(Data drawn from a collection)
┄┄┄┄┄┄
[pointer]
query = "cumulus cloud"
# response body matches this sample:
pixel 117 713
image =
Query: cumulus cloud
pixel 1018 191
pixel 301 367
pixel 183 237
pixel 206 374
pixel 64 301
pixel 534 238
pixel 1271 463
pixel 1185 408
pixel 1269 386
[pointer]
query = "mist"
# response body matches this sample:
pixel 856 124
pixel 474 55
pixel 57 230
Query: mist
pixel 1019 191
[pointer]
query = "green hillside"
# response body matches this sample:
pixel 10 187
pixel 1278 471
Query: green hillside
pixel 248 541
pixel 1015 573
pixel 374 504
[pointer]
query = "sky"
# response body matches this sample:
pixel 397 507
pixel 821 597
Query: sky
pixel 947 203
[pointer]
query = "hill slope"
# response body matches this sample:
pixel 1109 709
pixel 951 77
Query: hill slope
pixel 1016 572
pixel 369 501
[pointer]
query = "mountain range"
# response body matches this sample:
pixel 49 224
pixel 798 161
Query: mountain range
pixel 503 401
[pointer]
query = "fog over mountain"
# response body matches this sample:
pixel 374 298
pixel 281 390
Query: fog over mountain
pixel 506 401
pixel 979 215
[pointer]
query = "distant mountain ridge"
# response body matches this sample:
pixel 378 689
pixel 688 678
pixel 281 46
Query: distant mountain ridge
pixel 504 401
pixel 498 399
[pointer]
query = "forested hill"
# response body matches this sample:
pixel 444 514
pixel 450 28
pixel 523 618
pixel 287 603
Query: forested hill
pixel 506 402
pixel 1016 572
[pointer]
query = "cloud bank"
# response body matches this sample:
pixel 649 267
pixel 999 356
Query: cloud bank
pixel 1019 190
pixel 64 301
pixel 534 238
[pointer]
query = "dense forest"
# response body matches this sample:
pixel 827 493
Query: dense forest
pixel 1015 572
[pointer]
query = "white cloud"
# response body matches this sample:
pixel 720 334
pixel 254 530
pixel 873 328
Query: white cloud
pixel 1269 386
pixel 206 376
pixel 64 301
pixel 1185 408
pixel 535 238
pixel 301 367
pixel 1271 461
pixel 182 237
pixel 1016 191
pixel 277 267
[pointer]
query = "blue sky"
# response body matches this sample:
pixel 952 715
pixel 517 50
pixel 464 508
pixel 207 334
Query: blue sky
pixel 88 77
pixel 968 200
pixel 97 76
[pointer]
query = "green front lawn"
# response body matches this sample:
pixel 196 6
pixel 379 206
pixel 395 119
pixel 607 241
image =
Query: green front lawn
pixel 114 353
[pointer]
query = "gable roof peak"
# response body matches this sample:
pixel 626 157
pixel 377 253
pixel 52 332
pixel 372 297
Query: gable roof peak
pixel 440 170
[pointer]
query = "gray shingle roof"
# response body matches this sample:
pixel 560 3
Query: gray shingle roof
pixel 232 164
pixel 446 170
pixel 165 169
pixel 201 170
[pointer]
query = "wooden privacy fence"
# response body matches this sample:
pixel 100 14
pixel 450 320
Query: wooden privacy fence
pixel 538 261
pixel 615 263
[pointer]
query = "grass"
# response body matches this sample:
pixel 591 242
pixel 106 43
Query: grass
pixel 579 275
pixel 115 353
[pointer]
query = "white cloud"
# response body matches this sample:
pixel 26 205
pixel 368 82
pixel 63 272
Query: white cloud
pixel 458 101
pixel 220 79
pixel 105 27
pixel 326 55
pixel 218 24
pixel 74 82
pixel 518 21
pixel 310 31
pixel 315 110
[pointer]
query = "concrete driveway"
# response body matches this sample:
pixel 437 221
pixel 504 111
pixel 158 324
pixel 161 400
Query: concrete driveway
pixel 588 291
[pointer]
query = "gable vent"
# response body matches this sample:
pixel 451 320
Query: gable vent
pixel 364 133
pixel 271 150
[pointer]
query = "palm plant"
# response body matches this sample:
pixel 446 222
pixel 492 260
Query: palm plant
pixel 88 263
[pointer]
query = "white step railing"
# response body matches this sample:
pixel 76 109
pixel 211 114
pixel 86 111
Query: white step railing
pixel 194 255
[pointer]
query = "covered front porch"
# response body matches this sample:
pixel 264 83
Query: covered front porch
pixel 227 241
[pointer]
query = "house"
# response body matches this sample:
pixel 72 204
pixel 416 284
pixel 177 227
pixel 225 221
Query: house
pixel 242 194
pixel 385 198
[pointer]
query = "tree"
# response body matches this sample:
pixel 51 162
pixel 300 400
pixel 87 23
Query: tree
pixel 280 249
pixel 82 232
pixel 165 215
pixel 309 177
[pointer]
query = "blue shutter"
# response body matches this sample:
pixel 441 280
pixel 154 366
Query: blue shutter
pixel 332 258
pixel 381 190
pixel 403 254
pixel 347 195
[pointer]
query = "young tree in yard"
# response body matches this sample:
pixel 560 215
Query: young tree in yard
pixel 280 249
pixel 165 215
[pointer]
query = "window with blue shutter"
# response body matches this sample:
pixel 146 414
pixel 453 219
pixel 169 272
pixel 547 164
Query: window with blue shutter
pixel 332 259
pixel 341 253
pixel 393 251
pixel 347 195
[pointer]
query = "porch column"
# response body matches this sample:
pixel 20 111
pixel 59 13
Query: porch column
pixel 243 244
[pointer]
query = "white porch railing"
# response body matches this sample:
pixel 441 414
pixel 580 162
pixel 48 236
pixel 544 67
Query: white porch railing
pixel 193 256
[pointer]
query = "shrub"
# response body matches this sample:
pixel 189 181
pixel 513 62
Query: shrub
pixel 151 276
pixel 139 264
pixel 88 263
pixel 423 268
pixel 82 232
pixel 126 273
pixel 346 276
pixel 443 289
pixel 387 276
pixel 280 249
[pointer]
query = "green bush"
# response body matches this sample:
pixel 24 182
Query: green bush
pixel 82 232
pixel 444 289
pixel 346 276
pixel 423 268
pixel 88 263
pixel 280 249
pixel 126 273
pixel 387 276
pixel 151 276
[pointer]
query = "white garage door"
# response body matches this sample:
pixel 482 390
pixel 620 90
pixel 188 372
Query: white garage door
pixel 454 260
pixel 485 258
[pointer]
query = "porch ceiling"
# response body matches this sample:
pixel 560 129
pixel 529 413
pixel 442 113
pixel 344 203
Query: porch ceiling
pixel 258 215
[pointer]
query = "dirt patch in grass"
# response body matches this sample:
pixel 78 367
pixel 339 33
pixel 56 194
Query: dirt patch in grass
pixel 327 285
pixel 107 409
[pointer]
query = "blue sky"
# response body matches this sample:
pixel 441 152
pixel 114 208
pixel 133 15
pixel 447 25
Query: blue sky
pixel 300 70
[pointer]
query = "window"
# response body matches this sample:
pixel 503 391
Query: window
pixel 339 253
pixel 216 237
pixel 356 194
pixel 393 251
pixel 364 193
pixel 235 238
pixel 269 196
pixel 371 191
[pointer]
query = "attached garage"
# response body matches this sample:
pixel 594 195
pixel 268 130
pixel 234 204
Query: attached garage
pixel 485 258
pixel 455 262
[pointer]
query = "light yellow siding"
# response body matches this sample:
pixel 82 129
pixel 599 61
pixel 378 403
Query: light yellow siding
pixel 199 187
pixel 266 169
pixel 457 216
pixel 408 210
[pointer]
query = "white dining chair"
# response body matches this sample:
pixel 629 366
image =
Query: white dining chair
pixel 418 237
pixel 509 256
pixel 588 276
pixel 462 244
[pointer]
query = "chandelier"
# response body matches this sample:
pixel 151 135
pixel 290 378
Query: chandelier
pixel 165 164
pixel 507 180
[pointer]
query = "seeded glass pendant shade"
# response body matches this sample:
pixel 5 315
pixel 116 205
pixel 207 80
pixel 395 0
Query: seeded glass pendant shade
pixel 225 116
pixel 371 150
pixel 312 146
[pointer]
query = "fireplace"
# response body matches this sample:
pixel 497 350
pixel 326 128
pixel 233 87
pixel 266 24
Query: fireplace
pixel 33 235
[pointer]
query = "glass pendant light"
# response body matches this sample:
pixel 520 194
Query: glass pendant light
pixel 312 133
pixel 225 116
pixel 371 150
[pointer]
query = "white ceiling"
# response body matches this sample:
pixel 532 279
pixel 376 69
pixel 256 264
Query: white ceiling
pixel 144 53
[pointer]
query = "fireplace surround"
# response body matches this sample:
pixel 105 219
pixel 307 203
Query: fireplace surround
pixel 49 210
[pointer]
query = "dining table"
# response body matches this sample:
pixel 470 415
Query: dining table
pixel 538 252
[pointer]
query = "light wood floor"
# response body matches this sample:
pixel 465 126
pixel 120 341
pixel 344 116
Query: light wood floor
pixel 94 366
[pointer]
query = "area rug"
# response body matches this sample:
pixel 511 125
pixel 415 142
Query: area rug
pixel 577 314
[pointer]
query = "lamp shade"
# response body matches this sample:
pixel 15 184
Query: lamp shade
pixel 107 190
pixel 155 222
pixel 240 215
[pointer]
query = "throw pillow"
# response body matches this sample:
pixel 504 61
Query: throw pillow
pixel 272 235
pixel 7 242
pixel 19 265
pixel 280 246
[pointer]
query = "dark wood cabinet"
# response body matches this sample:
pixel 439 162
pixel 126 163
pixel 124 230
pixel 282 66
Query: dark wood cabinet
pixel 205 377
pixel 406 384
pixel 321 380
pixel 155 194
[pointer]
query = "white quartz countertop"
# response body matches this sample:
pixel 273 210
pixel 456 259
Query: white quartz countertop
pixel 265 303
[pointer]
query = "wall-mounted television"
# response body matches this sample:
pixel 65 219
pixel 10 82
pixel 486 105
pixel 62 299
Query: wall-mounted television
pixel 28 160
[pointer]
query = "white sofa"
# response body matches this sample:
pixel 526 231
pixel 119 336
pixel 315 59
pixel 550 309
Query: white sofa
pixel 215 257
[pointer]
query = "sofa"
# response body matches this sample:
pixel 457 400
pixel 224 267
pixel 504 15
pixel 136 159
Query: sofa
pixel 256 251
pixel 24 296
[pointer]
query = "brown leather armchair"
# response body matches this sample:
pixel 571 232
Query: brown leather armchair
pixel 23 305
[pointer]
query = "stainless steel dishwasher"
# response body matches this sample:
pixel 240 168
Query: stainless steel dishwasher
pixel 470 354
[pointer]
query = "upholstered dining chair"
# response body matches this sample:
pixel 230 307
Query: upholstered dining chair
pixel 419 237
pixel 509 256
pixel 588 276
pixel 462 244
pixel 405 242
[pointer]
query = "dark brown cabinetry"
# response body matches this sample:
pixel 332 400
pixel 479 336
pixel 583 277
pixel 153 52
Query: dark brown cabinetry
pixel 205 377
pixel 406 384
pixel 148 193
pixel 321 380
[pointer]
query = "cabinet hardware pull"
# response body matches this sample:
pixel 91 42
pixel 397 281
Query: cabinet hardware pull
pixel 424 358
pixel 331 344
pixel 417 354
┄┄┄┄┄┄
Exercise instructions:
Extract every line of the records above that contains the string "seeded", matching case exactly.

Answer below:
query = "seeded glass pendant shade"
Query: seeded glass pendant shade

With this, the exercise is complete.